A run of records:

○ ○ ○ ○

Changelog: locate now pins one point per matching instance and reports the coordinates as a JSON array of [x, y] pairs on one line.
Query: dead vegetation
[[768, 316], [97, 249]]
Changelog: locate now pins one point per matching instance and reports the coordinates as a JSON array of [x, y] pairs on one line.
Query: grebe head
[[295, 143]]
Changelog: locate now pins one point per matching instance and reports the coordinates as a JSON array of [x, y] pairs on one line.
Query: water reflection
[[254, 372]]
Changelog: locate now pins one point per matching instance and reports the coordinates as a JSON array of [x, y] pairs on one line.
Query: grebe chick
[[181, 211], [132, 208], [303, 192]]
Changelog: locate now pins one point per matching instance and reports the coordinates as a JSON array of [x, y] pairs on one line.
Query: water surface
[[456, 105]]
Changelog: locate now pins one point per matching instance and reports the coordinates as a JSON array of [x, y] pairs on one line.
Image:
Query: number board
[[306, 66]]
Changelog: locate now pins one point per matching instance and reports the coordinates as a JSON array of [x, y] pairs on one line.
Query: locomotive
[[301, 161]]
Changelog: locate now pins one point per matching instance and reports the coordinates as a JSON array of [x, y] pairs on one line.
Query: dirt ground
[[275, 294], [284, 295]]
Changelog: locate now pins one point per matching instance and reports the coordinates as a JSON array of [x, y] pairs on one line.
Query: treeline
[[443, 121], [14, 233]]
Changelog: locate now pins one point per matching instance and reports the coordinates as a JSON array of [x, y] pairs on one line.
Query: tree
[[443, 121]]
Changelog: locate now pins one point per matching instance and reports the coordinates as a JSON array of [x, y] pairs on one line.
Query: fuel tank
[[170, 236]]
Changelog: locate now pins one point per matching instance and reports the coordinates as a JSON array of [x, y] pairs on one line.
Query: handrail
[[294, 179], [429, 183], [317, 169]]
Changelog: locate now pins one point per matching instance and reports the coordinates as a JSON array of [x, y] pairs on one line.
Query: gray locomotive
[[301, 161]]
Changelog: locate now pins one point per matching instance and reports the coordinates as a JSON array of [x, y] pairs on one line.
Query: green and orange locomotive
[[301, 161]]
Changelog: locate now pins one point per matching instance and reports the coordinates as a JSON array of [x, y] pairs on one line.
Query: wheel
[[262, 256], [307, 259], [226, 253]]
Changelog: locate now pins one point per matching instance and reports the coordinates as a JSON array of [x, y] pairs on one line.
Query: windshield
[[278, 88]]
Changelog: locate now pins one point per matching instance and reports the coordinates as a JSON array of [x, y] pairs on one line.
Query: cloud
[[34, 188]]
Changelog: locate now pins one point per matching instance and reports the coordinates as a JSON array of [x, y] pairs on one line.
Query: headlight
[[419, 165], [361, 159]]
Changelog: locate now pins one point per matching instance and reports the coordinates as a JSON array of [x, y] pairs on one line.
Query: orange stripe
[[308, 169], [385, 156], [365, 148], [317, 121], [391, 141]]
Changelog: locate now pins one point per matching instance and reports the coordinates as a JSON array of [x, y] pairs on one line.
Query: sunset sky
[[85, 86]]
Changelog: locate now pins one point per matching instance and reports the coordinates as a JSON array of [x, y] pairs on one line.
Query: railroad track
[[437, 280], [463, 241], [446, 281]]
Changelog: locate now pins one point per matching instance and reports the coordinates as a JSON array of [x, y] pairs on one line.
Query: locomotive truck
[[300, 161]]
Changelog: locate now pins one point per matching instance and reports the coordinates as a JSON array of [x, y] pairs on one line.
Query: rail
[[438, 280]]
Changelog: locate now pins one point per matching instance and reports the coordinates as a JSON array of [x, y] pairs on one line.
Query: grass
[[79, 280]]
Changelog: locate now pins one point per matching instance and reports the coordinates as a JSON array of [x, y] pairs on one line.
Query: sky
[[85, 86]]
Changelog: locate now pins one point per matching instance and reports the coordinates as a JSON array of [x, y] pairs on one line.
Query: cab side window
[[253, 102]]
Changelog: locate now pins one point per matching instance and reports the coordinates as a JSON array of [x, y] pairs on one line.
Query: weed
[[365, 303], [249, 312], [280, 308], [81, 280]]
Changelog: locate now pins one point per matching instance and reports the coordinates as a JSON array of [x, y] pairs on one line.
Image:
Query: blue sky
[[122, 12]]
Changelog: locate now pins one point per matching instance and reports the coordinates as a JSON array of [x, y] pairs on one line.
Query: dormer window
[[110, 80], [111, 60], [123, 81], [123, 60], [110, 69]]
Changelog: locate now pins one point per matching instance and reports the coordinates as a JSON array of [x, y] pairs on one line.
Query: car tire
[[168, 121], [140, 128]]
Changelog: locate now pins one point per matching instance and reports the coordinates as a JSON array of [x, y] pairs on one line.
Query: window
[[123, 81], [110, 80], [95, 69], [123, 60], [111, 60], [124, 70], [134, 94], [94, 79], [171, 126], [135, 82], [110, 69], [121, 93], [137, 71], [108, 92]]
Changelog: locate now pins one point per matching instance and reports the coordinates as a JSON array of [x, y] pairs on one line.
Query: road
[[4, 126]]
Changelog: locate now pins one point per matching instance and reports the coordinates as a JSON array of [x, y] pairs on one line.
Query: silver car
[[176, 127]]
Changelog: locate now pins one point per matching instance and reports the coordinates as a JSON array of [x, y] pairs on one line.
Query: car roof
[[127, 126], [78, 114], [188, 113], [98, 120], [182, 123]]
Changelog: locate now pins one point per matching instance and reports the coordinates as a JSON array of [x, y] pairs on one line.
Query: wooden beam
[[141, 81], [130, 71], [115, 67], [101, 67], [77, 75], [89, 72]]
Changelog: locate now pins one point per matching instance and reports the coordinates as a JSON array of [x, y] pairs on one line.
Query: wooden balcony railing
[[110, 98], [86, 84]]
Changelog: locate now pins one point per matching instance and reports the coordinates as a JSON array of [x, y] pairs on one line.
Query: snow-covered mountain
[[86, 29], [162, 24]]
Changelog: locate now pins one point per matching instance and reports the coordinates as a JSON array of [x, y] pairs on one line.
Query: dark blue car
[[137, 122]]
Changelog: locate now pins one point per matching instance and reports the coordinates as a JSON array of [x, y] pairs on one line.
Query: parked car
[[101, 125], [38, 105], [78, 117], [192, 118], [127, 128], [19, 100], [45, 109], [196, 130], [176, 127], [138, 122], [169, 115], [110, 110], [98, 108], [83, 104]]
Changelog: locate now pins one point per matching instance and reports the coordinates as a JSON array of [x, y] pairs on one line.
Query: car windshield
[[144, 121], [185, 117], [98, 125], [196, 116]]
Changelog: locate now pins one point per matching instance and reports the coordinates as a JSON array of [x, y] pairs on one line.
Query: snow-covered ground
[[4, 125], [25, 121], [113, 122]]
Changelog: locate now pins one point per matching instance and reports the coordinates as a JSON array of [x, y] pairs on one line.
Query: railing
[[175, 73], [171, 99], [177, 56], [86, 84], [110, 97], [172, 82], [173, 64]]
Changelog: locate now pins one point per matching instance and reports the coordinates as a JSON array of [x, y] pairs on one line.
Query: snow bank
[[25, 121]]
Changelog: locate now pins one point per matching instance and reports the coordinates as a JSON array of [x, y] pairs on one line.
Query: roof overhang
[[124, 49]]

○ ○ ○ ○

* **Task statement**:
Format the lines from the first one above through the line holding "[[443, 121], [14, 233]]", both included, as a JSON list of strings with one string per line and no blank lines.

* **Response**:
[
  "Changelog: locate now pins one point per matching instance and reports the coordinates as a JSON array of [x, y] pairs on one line.",
  "Query: dead vegetation",
  "[[768, 316], [97, 249]]",
  "Changelog: locate now pins one point per matching instance and reports the coordinates as a JSON array of [x, y] pairs on one line.",
  "Query: grebe head",
  "[[295, 143]]",
  "Changelog: locate now pins one point per matching instance and reports the coordinates as a JSON array of [x, y] pairs on one line.",
  "Query: water reflection",
  "[[254, 372]]",
  "Changelog: locate now pins one point per matching instance and reports the coordinates as a JSON array of [x, y] pairs on one line.",
  "Query: grebe chick",
  "[[181, 211], [132, 208], [303, 192]]",
  "Changelog: locate now pins one point per matching instance and reports the coordinates as a JSON array of [x, y] pairs on one line.",
  "Query: water surface",
  "[[456, 105]]",
  "Changelog: locate now pins one point per matching instance and reports the coordinates as a JSON array of [x, y] pairs on one line.",
  "Image:",
  "Query: number board",
  "[[306, 66]]",
  "Changelog: locate now pins one point per matching instance and reports the coordinates as a JSON array of [x, y] pairs on one line.",
  "Query: locomotive",
  "[[301, 161]]",
  "Changelog: locate now pins one point per matching instance and reports the coordinates as a JSON array of [x, y] pairs on one line.",
  "Query: dirt ground",
  "[[275, 294], [284, 295]]",
  "Changelog: locate now pins one point per matching instance and reports the coordinates as a JSON array of [x, y] pairs on one line.",
  "Query: treeline",
  "[[443, 121], [14, 233]]"
]